§ **REQUIRED TASK**: Pick out each line below that contains the word "shown", and copy those lines. Case counts.

— begin RECORDS TO PROCESS —

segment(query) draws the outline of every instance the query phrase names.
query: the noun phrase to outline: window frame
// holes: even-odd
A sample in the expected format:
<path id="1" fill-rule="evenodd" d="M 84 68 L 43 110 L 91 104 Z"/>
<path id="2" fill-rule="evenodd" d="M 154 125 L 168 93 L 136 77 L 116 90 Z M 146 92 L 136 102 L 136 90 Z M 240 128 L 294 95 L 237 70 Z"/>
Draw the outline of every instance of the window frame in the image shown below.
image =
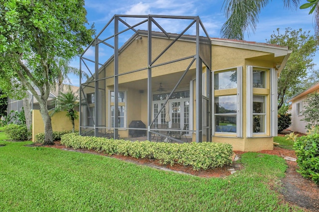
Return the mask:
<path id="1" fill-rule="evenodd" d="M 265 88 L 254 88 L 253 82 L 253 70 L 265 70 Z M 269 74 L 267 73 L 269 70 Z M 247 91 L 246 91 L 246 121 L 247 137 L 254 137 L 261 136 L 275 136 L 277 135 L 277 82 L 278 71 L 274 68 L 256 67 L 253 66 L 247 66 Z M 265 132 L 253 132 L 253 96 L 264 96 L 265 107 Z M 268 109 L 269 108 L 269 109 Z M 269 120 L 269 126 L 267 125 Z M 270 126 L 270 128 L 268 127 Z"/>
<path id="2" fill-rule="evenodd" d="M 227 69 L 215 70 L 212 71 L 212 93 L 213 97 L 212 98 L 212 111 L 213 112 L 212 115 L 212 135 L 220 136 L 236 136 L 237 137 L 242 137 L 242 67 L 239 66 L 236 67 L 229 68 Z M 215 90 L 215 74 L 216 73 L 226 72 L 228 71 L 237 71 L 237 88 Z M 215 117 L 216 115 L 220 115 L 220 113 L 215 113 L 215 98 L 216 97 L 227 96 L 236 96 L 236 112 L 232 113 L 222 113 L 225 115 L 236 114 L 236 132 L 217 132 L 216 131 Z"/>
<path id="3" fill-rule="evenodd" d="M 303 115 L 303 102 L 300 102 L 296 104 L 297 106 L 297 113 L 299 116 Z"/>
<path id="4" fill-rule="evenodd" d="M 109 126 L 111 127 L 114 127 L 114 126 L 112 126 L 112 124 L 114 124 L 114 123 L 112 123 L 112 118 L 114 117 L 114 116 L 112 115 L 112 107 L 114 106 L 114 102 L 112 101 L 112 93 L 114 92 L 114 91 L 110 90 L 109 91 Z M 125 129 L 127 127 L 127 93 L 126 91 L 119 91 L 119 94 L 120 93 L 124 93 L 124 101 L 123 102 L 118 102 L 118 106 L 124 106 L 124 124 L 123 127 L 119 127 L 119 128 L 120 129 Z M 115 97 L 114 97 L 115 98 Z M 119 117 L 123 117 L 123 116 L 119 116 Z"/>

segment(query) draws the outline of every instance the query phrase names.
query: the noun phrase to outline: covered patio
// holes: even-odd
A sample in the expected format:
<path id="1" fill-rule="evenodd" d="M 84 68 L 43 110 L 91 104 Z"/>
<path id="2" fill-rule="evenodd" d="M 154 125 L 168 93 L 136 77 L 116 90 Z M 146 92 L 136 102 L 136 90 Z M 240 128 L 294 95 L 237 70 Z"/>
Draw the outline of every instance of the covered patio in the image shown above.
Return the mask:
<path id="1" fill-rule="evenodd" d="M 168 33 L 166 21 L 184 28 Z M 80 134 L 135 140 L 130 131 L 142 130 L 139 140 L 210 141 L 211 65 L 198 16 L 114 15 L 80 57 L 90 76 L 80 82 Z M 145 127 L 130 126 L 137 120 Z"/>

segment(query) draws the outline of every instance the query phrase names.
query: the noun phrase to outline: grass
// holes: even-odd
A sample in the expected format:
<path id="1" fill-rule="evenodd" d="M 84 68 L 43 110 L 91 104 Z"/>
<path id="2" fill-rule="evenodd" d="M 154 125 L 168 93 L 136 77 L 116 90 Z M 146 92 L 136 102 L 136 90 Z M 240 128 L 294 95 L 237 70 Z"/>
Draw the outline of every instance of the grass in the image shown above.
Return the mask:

— end RECORDS TO PROCESS —
— begin RECORDS TO PROCESS —

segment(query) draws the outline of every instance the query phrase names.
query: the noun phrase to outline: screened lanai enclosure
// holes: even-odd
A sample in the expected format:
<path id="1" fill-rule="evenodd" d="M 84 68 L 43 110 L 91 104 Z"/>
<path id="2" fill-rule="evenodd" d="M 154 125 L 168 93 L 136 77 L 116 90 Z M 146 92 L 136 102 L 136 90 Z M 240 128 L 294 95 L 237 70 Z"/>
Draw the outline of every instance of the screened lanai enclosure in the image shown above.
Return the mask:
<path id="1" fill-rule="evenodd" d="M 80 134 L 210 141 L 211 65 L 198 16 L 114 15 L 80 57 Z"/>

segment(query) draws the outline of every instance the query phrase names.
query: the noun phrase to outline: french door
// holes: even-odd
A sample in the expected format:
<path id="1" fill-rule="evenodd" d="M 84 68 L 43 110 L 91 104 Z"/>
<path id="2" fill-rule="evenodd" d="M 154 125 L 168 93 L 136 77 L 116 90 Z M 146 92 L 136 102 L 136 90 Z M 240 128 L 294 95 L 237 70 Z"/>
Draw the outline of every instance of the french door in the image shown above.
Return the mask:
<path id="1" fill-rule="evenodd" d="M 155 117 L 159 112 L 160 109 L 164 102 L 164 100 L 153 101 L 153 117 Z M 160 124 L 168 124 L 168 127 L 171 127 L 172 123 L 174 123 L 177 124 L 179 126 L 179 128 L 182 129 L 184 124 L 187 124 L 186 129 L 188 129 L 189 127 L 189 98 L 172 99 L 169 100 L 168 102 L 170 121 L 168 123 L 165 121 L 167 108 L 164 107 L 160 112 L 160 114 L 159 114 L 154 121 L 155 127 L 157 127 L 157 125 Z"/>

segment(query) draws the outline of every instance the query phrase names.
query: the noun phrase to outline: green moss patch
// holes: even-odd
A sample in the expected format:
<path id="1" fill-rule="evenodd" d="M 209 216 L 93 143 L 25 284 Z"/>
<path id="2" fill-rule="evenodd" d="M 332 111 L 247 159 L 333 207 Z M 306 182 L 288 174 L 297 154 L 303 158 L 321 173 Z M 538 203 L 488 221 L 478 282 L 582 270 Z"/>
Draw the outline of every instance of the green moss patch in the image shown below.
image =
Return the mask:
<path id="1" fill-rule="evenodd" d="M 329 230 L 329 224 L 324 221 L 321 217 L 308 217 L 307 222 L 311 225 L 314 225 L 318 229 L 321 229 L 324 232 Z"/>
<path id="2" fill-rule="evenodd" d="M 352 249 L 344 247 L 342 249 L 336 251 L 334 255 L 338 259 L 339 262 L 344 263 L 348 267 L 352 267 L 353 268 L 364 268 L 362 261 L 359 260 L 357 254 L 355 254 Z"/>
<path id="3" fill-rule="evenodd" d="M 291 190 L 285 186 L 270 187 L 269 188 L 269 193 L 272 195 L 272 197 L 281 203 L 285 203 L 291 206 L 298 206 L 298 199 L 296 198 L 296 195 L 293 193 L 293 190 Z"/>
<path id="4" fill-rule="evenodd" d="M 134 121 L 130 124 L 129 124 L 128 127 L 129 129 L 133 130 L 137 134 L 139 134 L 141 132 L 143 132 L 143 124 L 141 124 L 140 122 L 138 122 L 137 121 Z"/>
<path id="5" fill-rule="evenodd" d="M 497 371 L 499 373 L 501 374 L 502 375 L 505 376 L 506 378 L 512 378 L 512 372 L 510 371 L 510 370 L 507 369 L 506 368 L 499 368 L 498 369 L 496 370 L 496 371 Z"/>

— end RECORDS TO PROCESS —
— begin RECORDS TO PROCESS —

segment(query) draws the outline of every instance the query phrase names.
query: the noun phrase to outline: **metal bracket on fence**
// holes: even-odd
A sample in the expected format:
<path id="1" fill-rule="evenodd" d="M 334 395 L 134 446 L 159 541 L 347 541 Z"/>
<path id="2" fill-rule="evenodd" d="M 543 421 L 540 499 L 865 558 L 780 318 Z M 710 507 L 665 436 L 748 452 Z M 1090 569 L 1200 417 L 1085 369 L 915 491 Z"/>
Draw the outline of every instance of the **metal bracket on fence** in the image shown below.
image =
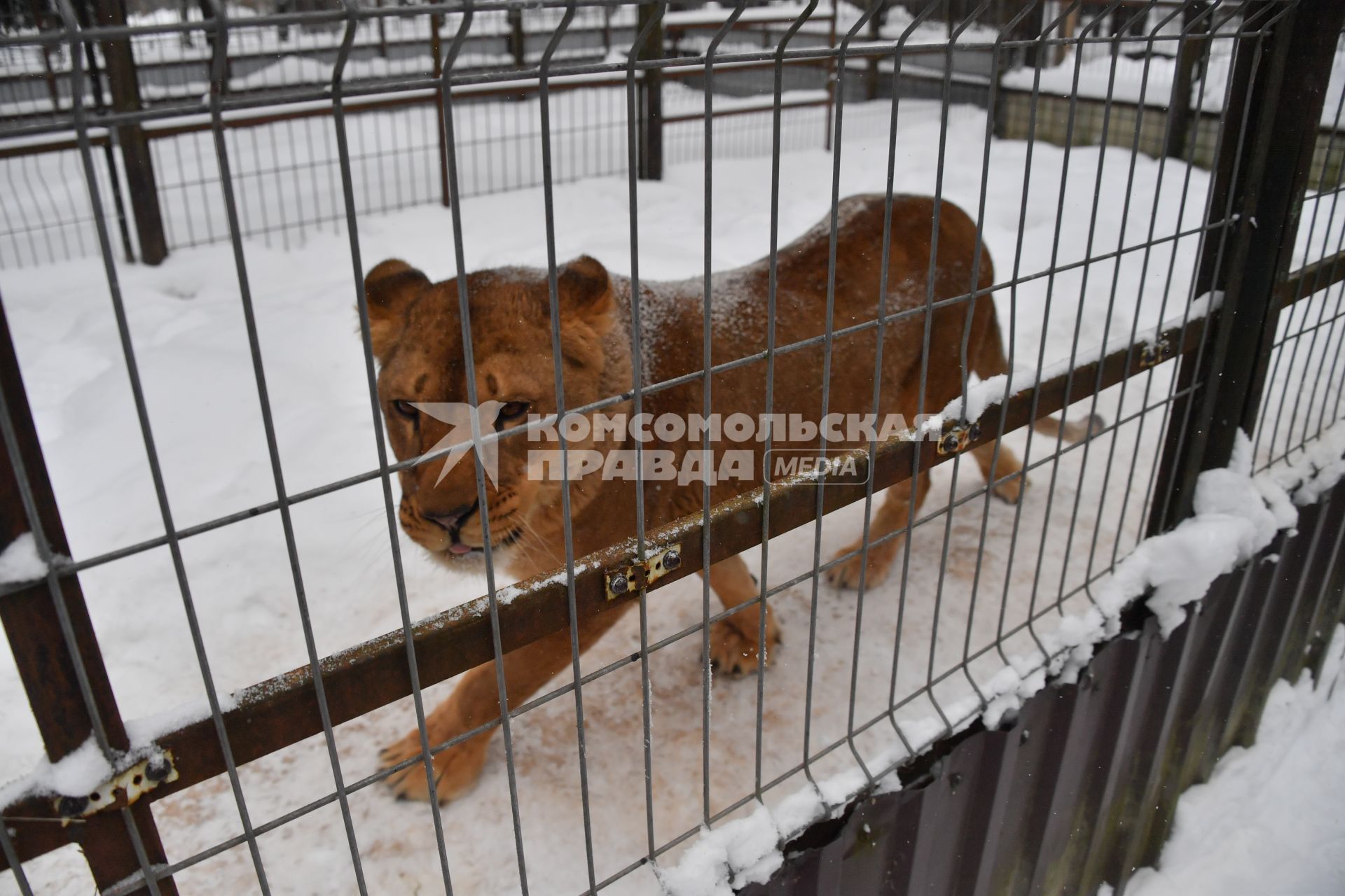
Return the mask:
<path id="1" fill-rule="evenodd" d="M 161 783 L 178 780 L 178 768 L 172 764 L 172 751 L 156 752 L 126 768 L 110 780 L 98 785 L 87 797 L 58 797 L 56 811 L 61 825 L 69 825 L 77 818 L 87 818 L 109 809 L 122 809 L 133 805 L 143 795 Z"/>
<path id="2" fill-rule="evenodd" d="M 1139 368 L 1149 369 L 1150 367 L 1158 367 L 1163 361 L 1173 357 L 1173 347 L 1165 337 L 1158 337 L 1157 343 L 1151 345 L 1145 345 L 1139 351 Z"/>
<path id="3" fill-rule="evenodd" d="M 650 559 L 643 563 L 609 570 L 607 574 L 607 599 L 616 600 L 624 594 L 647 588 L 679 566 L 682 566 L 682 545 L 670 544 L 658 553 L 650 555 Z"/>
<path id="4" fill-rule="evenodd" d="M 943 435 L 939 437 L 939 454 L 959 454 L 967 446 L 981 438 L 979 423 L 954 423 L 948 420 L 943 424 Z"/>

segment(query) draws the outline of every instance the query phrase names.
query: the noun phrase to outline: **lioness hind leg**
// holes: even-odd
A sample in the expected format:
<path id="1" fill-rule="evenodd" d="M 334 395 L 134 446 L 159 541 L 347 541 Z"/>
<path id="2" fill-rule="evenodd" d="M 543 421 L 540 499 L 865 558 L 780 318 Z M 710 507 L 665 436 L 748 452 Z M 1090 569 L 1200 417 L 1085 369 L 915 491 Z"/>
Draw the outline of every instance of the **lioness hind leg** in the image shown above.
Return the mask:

— end RECORDS TO PROCESS —

§ **WORKED SOLUTION**:
Draw the outline of every instance of the window frame in the image shown below.
Draw the outline of every instance of the covered patio in the image shown above.
Draw the outline of every instance of the grass in the image shown above.
Draw the outline of every instance of the screened lanai enclosure in the image shown above.
Draw the outline of every instance of the french door in the image shown above.
Draw the outline of every instance of the green moss patch in the image shown below.
Draw the outline of every instance of the **metal bracket on fence** in the image shown below.
Draw the outline of every instance of the **lioness hind leg** in the image shown above.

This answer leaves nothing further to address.